» **EXTRACT**:

****************************************

Rocky Lemus Published on 15 May 2011

As we approach the spring planting producers might be considering hybrid bermudagrass varieties as a forage option to establish pasture or hayfields.

Variety testing at Mississippi State University has shown that although most hybrid bermudagrasses propagate only through vegetative material, they have greater yield potential than seeded bermudagrass, but also require higher fertilization rates.

If a producer chooses to sprig a field instead of seeding, careful consideration should be given to variety selection and source of sprigs.

Demand for sprigs is high and it is a long-term investment and a major expense ranging from $90 to $120 per acre depending on the variety, source of sprigs, labor and transportation cost.

This cost does not include land preparation, fertilization and weed control. Using sprigs that have poor viability could results in a poor stand with low productivity and undesirable for hay production or grazing management.

Bermudagrass is very productive perennial warm-season grass and is very tolerant of drought conditions.

****************************************

» **DATASET SECTION**:
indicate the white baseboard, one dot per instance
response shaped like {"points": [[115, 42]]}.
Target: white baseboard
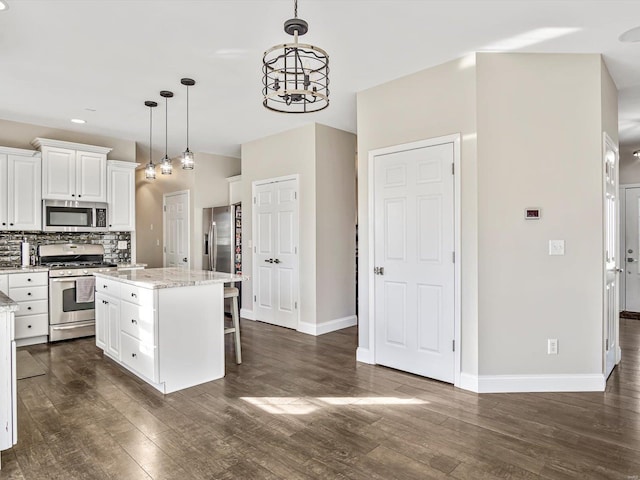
{"points": [[327, 327], [364, 355], [533, 383]]}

****************************************

Set down the passage of the bermudagrass article from "Variety testing at" to "and transportation cost.", word for word. The material plays no part in what comes next.

» **WRITTEN SOLUTION**:
Variety testing at Mississippi State University has shown that although most hybrid bermudagrasses propagate only through vegetative material, they have greater yield potential than seeded bermudagrass, but also require higher fertilization rates.

If a producer chooses to sprig a field instead of seeding, careful consideration should be given to variety selection and source of sprigs.

Demand for sprigs is high and it is a long-term investment and a major expense ranging from $90 to $120 per acre depending on the variety, source of sprigs, labor and transportation cost.